• [Exercise]:
Copy each line below as written, but skip the pictures.
======== Listed records
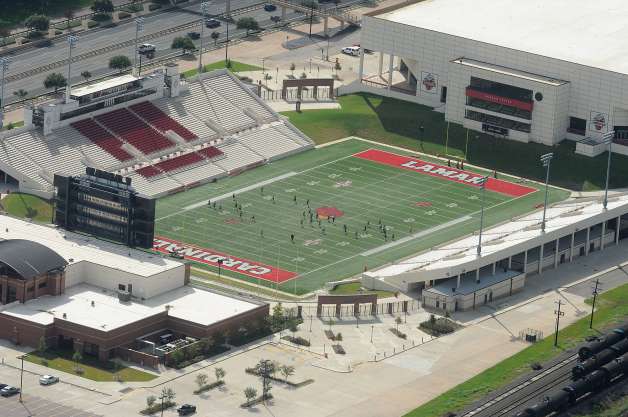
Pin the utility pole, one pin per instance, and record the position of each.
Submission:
(607, 138)
(72, 41)
(558, 314)
(21, 377)
(204, 10)
(595, 293)
(139, 27)
(483, 186)
(4, 66)
(546, 160)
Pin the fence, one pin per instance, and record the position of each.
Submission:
(291, 94)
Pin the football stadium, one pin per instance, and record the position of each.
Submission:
(334, 212)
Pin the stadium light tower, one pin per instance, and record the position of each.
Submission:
(4, 66)
(607, 138)
(72, 41)
(546, 160)
(139, 27)
(204, 11)
(483, 186)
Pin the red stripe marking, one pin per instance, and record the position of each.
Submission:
(444, 172)
(232, 263)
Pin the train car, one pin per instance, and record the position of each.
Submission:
(594, 362)
(593, 347)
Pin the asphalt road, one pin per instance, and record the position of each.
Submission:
(125, 33)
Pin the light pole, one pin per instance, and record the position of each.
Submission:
(546, 160)
(483, 186)
(72, 41)
(139, 27)
(595, 293)
(4, 66)
(558, 314)
(607, 138)
(204, 11)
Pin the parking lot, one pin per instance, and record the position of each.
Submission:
(46, 401)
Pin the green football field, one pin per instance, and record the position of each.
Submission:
(369, 214)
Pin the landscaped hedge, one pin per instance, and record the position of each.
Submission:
(208, 387)
(437, 327)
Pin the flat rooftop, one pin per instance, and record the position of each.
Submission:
(108, 313)
(581, 31)
(86, 248)
(504, 238)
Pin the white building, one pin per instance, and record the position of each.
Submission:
(532, 71)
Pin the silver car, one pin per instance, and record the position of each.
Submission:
(48, 380)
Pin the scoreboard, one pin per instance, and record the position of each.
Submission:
(104, 205)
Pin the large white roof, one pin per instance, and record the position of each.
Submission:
(108, 313)
(506, 239)
(591, 33)
(77, 248)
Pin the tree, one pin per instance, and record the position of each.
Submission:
(21, 94)
(37, 22)
(77, 357)
(119, 62)
(102, 6)
(286, 371)
(184, 43)
(55, 80)
(201, 380)
(247, 23)
(249, 393)
(86, 74)
(264, 369)
(220, 373)
(150, 401)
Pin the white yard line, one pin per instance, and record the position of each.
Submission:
(416, 235)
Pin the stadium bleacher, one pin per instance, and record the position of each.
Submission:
(133, 130)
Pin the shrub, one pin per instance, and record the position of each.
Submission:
(338, 349)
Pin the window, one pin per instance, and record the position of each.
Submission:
(577, 126)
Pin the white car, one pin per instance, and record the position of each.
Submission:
(351, 50)
(48, 380)
(146, 48)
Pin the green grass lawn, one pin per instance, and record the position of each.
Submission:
(235, 67)
(366, 192)
(611, 309)
(93, 369)
(356, 288)
(397, 122)
(27, 205)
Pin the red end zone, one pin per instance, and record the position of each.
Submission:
(211, 257)
(448, 173)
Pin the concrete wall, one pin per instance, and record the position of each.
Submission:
(591, 90)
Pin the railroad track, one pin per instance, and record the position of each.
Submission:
(507, 402)
(120, 45)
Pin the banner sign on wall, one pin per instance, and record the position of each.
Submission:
(429, 82)
(598, 122)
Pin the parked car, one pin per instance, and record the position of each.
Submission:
(212, 23)
(351, 50)
(186, 409)
(9, 391)
(48, 379)
(146, 48)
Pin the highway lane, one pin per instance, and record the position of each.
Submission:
(91, 41)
================
• [Response for this exercise]:
Pin the utility pole, one pin per instance, and record the position of each.
Submission:
(607, 138)
(72, 41)
(558, 314)
(21, 377)
(204, 10)
(595, 293)
(139, 27)
(483, 186)
(4, 66)
(546, 160)
Pin the fence, one pin per instance, and record the position of each.
Submission:
(291, 94)
Pin the football stadium, one pin per instance, and record the position of each.
Submission:
(334, 212)
Pin the stadium light tower, one pin per instance, and record the position of each.
Submission:
(4, 66)
(607, 138)
(72, 41)
(546, 160)
(139, 27)
(204, 11)
(483, 186)
Pin the red stripe marking, one pin per instance, and record the position of each.
Submission:
(444, 172)
(232, 263)
Pin the train car, one pin per instance, and record the position of each.
Submission:
(594, 362)
(593, 347)
Pin the asphalt road, one pin per instance, and record the position of each.
Submission:
(125, 33)
Pin the light pole, one pin per instance, and record the position of each.
Submission:
(546, 160)
(483, 186)
(72, 41)
(139, 27)
(595, 293)
(4, 66)
(558, 314)
(607, 138)
(204, 11)
Pin the parking lot, one pin per instance, and record the position of each.
Submission:
(46, 401)
Pin the green football field, one pin per instance, and record the position of each.
Submission:
(369, 214)
Pin the landscaped hedge, one pin per instance, and record the position of each.
Submission:
(208, 387)
(437, 327)
Pin the flat rooftop, one pin per instance, and record the position of each.
Submission:
(108, 313)
(581, 31)
(86, 248)
(504, 238)
Pin the white building, one pin per instance, and record the position of each.
Submission:
(532, 71)
Pin the silver car, one pin per instance, and record the position of each.
Submission:
(48, 380)
Pin the scoreboard, one pin per instance, and record the position of each.
Submission:
(104, 205)
Pin the large white roof, one pin per instance, and record the position of each.
Submission:
(108, 313)
(506, 239)
(591, 33)
(77, 248)
Pin the tree, one pin per instance, and record the position of each.
Submission:
(21, 94)
(37, 22)
(77, 357)
(119, 62)
(102, 6)
(286, 371)
(184, 43)
(55, 80)
(201, 380)
(247, 23)
(249, 393)
(86, 74)
(264, 369)
(220, 373)
(150, 401)
Pin the white yard line, one pin per instance, and record the position of each.
Submission:
(416, 235)
Pin the stadium bleacher, one pin per instance, and record the position of each.
Submission:
(133, 130)
Pin the shrub, one pin per instance, and record the position of each.
Submission:
(338, 349)
Pin the window, one pin per instance, and record the position of each.
Submission:
(577, 126)
Pin the white car, one pin per instance, and record the position of each.
Submission:
(351, 50)
(48, 380)
(146, 48)
Pin the green grass lawn, one pin per instance, and record the position of each.
Submission:
(235, 67)
(366, 192)
(611, 309)
(93, 369)
(356, 288)
(397, 122)
(27, 205)
Pin the red end zone, one pin per instance, and record the position of each.
Submission:
(211, 257)
(448, 173)
Pin the concrete wall, one pin per instance, and record the position of each.
Submission:
(591, 90)
Pin the railroad track, one pin per instance, and record the position of each.
Submission:
(507, 402)
(120, 45)
Pin the banner sign on wall, one pin per instance, and record the position of each.
Submission:
(429, 82)
(598, 122)
Pin the parked car, one pin per instance, and record the position of each.
Submission:
(212, 23)
(351, 50)
(186, 409)
(9, 391)
(48, 379)
(146, 48)
Pin the highway lane, one pin per instance, and record the position of each.
Submission:
(91, 41)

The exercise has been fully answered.